Extend the blog post below about the neuroscience in Eternal Sunshine of the Spotless Mind, picking up after its last sentence.

# Text shown
* * * * * * *

"Look, I love the avant-garde more than anyone, but in these lousy times, we need to blast people off their asses."
--Tom Smith (To Live and Shave in LA) to Peter Rehberg (Pita) at the No Fun Fest (with Tony Conrad skulking about close behind)
03.31.04 @ 12:21 PM EST [link]
eternal sunshine of the neuroscientific mind.
Finally saw Eternal Sunshine of the Spotless Mind, a movie I'd wanted to see since it came out. It was a touch gimmicky, cringeworthy in places, and a bit too frustratingly transparent when it should have been cunningly oblique (you could almost feel the movie tapping you and whispering "haha do you see DO YOU SEE!!") and vice versa. But on average, I liked it alright, and the whole time I was watching it, I thought "man, I should write something explaining the use of neuroscience in this movie." Then I saw that Steven Johnson already did just that in a nice piece for Slate. Most of what Johnson says is familiar if you've read (or reviewed -- ha) his book Mind Wide Open, like his explanations of how negative emotional memories stick to the brainpan harder than positive ones. But there are some aspects that Johnson doesn't tackle in his analysis. He's right that Eternal Sunshine employs more modern, accurate notions of memory processing in the brain than a movie like Memento does. "The fading of memory in Memento is about the loss of pure information, like an erased hard drive," he writes, while Eternal Sunshine uses a more emotional, nuanced approach to memory that's more consistent with how we now understand the brain. Unlike the sterile, digital erasure of memory in a lot of sci-fi flicks -- aliens zapping our brains and that sort of thing -- real human data storage is more messy, wet, incomplete. We see the latter concept of memory splattered all over the movie, in transitions that slowly fade, flicker, and dissolve instead of sharply cutting off, in scenes that loop and echo each other instead of plowing straight ahead. Joel's relationship with Clementine, like most doomed relationships, doesn't just end -- it painfully disintegrates.

* * * * * * *

(Point-per-instance location data)
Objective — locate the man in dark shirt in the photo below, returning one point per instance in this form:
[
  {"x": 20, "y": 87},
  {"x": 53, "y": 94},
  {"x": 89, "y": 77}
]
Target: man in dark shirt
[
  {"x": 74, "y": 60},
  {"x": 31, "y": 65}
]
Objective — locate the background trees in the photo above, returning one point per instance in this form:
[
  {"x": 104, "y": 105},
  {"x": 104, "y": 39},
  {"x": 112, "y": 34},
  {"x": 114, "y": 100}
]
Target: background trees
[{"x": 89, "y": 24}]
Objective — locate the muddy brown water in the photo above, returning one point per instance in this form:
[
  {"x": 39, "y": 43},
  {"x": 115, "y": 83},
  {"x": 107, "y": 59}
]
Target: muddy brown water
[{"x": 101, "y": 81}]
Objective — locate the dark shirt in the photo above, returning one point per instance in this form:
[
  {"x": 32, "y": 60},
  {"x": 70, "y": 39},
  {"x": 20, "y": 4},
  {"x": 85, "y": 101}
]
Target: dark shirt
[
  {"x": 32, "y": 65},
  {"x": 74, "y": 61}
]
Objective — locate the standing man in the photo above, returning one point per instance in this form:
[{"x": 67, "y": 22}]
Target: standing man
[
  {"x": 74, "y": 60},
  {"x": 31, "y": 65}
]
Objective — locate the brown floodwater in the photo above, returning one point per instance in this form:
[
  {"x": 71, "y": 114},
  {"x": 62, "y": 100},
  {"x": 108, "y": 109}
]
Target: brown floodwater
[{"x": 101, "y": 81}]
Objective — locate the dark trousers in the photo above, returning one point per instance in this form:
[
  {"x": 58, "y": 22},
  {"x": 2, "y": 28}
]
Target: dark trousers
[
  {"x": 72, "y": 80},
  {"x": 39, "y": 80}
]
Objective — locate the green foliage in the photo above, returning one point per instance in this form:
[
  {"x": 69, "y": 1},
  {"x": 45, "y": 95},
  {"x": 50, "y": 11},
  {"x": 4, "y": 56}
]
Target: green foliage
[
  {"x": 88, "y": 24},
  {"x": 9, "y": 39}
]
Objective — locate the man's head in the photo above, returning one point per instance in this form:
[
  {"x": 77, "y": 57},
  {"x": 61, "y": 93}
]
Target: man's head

* * * * * * *

# Answer to this exercise
But Johnson only compares Eternal Sunshine to other recent movies, and so it makes you wonder how movies tried to make sense of memory before the not-very-distant past. Is the more unyielding Memento-like approach to brains in the pop-culture context related to our exposure to computers, and to being trained to view the world in a more zeroes-and-ones sort of way? What about movies that toyed with the concept of memory before computers, before the digital age? I'm thinking, for a start, of the visual manifestations of madness in German expressionist films in the 1920s (endless circularity and schizoid angles representing mental illness with startling insight, considering that the symptoms of schizophrenia weren't even recognized as all being part of the same disease until slightly before 1920), of Hitchcock's carefully constructed flashbacks and painstakingly-thought-out investigations of the subconscious mind, and of every garden-variety horror flick that somehow played with the ideas of bad dreams, of buried memories partially resurfacing in nightmares. While Eternal Sunshine might seem to offer something new, at its heart its seemingly forward-thinking understanding of the 'emotional brain' isn't really that modern; it's a function of the same old-fashioned cinematic devices that have been used since the dawn of celluloid to explore the human psyche.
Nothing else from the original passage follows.